*** Given data Section Begins ***

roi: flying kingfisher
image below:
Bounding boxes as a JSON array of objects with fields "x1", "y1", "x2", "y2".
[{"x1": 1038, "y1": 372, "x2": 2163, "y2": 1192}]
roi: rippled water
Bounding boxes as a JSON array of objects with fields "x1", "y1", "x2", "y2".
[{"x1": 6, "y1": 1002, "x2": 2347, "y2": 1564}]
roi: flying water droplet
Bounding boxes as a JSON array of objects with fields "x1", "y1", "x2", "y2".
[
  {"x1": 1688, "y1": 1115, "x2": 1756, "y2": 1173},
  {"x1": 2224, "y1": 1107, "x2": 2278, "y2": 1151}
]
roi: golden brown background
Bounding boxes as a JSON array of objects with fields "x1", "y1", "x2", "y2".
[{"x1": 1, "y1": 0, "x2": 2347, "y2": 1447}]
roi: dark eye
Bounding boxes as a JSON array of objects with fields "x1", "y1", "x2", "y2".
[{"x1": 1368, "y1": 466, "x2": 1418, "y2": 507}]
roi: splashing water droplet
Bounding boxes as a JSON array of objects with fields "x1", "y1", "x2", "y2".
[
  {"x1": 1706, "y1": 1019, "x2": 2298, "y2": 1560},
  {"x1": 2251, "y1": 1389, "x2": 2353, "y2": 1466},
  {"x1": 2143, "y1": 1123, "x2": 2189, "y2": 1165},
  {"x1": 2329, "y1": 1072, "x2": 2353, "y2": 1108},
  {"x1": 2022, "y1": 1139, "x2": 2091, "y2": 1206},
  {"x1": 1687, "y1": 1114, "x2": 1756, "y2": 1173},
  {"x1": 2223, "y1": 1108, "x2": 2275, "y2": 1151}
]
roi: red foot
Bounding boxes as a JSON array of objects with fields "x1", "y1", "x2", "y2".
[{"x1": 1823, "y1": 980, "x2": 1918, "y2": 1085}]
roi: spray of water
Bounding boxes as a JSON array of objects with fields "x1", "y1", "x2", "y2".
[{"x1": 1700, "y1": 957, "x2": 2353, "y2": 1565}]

*** Given data Section Ends ***

Requirement: Each line in the records above with "flying" must be returned.

Answer area:
roi: flying kingfisher
roi: flying water droplet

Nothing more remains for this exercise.